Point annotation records
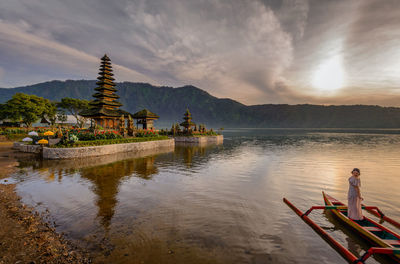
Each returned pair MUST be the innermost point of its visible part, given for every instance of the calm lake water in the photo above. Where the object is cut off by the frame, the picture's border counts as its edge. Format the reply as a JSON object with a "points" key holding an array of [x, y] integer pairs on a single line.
{"points": [[216, 203]]}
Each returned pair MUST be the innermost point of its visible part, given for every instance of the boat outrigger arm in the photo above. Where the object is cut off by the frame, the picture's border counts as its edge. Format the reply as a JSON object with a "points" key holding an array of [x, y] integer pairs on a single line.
{"points": [[341, 207], [350, 257]]}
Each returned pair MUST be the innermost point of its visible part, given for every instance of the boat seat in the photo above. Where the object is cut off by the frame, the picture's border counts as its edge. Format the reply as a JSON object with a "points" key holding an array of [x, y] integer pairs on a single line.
{"points": [[392, 242], [372, 228]]}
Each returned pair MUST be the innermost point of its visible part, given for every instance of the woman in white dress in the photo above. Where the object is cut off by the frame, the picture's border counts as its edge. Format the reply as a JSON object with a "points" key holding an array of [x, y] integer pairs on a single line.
{"points": [[354, 210]]}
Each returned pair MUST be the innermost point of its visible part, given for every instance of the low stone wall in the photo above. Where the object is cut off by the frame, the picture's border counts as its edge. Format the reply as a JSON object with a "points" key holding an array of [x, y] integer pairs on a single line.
{"points": [[83, 152], [204, 139], [27, 148]]}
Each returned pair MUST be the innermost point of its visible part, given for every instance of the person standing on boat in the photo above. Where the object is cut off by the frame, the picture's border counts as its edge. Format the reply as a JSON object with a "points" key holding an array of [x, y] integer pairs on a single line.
{"points": [[354, 210]]}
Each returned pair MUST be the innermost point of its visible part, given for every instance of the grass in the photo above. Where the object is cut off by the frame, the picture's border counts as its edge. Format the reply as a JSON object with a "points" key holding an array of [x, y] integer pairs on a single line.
{"points": [[102, 142]]}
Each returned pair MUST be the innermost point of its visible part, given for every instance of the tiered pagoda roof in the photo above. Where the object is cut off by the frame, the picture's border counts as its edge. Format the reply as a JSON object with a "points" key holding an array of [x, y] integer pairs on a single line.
{"points": [[145, 114], [188, 120], [105, 102]]}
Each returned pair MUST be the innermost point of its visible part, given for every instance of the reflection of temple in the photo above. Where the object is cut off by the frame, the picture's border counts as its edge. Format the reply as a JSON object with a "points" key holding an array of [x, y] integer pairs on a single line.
{"points": [[187, 151], [106, 180]]}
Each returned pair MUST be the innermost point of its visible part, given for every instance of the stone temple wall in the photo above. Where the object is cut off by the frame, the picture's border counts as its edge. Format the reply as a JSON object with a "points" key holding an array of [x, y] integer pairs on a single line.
{"points": [[82, 152]]}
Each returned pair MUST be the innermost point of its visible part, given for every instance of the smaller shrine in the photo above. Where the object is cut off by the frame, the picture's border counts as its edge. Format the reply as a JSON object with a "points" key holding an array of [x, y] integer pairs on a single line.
{"points": [[145, 118], [187, 124]]}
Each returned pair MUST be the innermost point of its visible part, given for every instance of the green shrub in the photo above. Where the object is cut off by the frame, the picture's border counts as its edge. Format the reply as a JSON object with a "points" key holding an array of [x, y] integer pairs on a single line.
{"points": [[106, 142]]}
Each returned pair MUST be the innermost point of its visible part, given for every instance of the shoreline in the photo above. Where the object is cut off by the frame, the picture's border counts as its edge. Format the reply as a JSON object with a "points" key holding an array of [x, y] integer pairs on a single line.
{"points": [[24, 236]]}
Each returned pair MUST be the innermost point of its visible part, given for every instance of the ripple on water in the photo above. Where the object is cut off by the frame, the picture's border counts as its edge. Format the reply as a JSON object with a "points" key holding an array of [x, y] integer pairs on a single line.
{"points": [[223, 203]]}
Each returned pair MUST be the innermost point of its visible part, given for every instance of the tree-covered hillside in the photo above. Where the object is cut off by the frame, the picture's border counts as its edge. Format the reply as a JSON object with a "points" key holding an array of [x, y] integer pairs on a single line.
{"points": [[170, 104]]}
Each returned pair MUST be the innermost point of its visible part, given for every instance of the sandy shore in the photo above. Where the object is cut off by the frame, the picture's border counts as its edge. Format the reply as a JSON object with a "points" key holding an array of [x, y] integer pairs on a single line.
{"points": [[24, 236]]}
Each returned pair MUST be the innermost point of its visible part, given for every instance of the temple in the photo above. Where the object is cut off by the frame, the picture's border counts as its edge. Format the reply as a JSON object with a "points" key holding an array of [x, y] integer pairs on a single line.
{"points": [[145, 118], [104, 110], [187, 124]]}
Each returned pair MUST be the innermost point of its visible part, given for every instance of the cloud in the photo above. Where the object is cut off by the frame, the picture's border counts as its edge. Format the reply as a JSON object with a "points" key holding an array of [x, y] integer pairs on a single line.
{"points": [[229, 48], [256, 51]]}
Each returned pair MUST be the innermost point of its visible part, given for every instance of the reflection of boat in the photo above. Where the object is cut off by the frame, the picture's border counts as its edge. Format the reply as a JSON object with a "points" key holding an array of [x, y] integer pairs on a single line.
{"points": [[374, 232], [388, 242]]}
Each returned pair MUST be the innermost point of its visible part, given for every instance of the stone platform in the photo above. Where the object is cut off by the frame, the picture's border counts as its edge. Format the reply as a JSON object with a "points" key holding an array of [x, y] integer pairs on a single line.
{"points": [[200, 140]]}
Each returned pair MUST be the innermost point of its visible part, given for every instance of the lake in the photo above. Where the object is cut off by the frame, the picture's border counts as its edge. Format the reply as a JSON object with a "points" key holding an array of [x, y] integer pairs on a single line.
{"points": [[216, 203]]}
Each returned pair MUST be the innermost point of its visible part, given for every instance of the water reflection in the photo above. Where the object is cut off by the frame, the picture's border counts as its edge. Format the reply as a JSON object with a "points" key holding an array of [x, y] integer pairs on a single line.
{"points": [[220, 202]]}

> _THE TASK_
Please repeat the entries exactly. Do not include the pictures.

> _EXERCISE OUTPUT_
Each returned pair MUST be the innermost point of its visible part, given for every instance of the calm lake water in the photo above. Where the object is cut off by the frame, the picture's border counts as its edge. Format the reply as a JSON object with a "points" key holding an array of [x, y] integer pairs on a single line.
{"points": [[216, 203]]}
Each returned pair MUST be the innermost point of its visible part, given for every instance of the boat outrigger arm in the photo above. Where the object is cut off by the frame, the picture's border counts as its edge. Format the reply as a JSON object with a "points" key holding an array of [x, y] integer pairs on a single line.
{"points": [[341, 207], [350, 257]]}
Each returned pair MUST be the innermost point of its visible part, given for every instance of the boat seat in the photo above. Where the object is cut off by the frame, the picture's border counts as its edge. Format the reply as a JSON object with a "points" key holding an array of [x, y] integer pairs on a single line.
{"points": [[392, 242], [372, 228]]}
Each returned pair MUST be the innermost point of its visible part, given for every instance of the woman in white dress in the photo above. Where the object is cut off by the frame, the picture's border counts as its edge. Format the reply as a JSON object with a "points" key holding an array of [x, y] integer pairs on a single line.
{"points": [[354, 210]]}
Each returned pair MUST be the innermost point of its visible part, given for every instance of the low stone wall in the photo above. Where the object is cut off by the frame, the picture's border counts as its edge. Format the reply as a JSON object with a "points" key holding an array of [x, y] integer pairs on a single line.
{"points": [[83, 152], [204, 139], [27, 148]]}
Each returned pair MUST be the innermost point of its visible part, given for every instance of the person standing on boat in the photo above. Where the object is cut off by the frame, the picture's border counts as its edge. Format the reply as a JSON object with a "points" key holding an array of [x, y] integer pairs on a single line.
{"points": [[354, 210]]}
Each returned pair MUST be the innermost point of its visible part, given for every instance of the grass in the photo above. Where the object is cut off by the frame, the picture's border counts as its edge. Format the reply as a JSON object with a "points" key holding an array of [x, y] integer pairs on a single line.
{"points": [[102, 142]]}
Each returned pair MUST be the innermost point of its visible part, given for every instance of the tiered pagoda roof in the photo above. Where the object is cut off by the frame, the picture's border counts as its edge. Format the reply as a JSON object with a "points" key holding an array of [x, y] integer pairs on a single line.
{"points": [[145, 114], [188, 120], [105, 102]]}
Each returned pair MUST be the innermost point of its visible part, given for every instance of the reflection of temple in the photo above. Where the object is cut off by the frame, the picture's border counts as its edge. Format the reply as a JSON object with a "points" key holding an array of [x, y] integer pairs on a single line.
{"points": [[187, 151], [106, 180]]}
Each returned pair MUST be the innermost point of its visible part, given for every instance of the stone temple wall in the photo above. Where the object is cut off by the frame, the picture's border counts as its edge. Format the reply as a JSON object with a "points" key holding an array of [x, y] integer pairs on a single line.
{"points": [[82, 152]]}
Each returned pair MUST be the innermost point of its visible part, given for every instance of the smaller shrine in the photo above. Where the object is cut off by the frame, the picture's border counts as its edge. Format the reply as a JSON object with a "points" key holding an array of [x, y] integer pairs on a single line.
{"points": [[145, 118], [187, 124]]}
Each returned pair MUST be the innermost point of its visible part, given for every instance of the green shrub in the photo above. Where the object is cut off by the frame, the picture's border counts as its edge. Format the reply as a JSON object with a "points" key holding an array of [x, y] integer pairs on a single line.
{"points": [[106, 142]]}
Each returned pair MUST be the innermost point of its visible part, given for every instance of the shoreline in the photo above. Where the object is cut off by the frame, the picture's border counts as its edge. Format the reply as a JSON object with a "points" key holding an array of [x, y] integer pairs on a single line.
{"points": [[24, 236]]}
Each returned pair MUST be the innermost point of its visible part, given for every instance of the ripple on water in the photo above. Where the object is cut off by the frame, the picture's border counts as its edge. Format the reply as a JSON object with a "points" key holding an array of [x, y] integer pairs on a single line.
{"points": [[223, 203]]}
Each returned pair MUST be the innermost point of its visible part, given for every instance of the tree-covered hillside in the photo above. Where the object is cut off by the frame, the picture's border counts as its edge. Format the reply as a JSON object with a "points" key holding an array of [x, y] integer pairs on a single line.
{"points": [[170, 104]]}
Each returned pair MUST be the innermost point of its visible part, given for every instance of the sandy shore in the photo above. Where the object is cut off by the frame, the picture's border counts as its edge. Format the reply as a JSON object with a "points" key holding an array of [x, y] integer pairs on a single line.
{"points": [[24, 236]]}
Each returned pair MUST be the innermost point of its visible part, given for every instance of the temple in the photo above. Where the object is cut off by the frame, the picture's border counts as its edge. Format the reply as a JSON object with a "points" key holding an array of [x, y] integer pairs on a single line.
{"points": [[145, 118], [104, 110], [187, 124]]}
Each returned pair MUST be the innermost point of its visible part, given for every instance of the cloud in the photo above. Where the object is cut off by the frame, the picture's border counts as its edge. Format the reply as a JSON object with a "points" key holding an array of [x, y] integer pairs on a single line.
{"points": [[229, 48], [256, 51]]}
Each returned pair MUST be the innermost point of its visible part, given for every instance of the reflection of boat in the photo above. Where the object is cut off by the frame, the picture's border counts as its edge. Format the reply as a JSON object with a "points" key holding an array of [x, y] integer pairs on a single line.
{"points": [[374, 232], [388, 242]]}
Each returned pair MUST be the innermost point of its visible part, given for every instance of the stone platform in the photo above. Where the object is cut off by the frame, the picture's border counts as its edge. Format the reply as a JSON object with a "points" key holding an array of [x, y] integer pairs on a single line.
{"points": [[200, 140]]}
Each returned pair MUST be the innermost point of its visible part, given for every instance of the lake in the photo above. Where the object is cut off by the frame, the picture's border counts as its edge. Format the reply as a JSON object with a "points" key holding an array of [x, y] integer pairs on a single line.
{"points": [[216, 203]]}
Each returned pair MUST be the innermost point of its visible part, given for every instance of the water reflection in the photo above. Where the object is cut off by the frame, the picture's border counts as its edge. Format the reply as a JSON object with a "points" key holding an array of [x, y] integer pairs on a single line.
{"points": [[220, 202]]}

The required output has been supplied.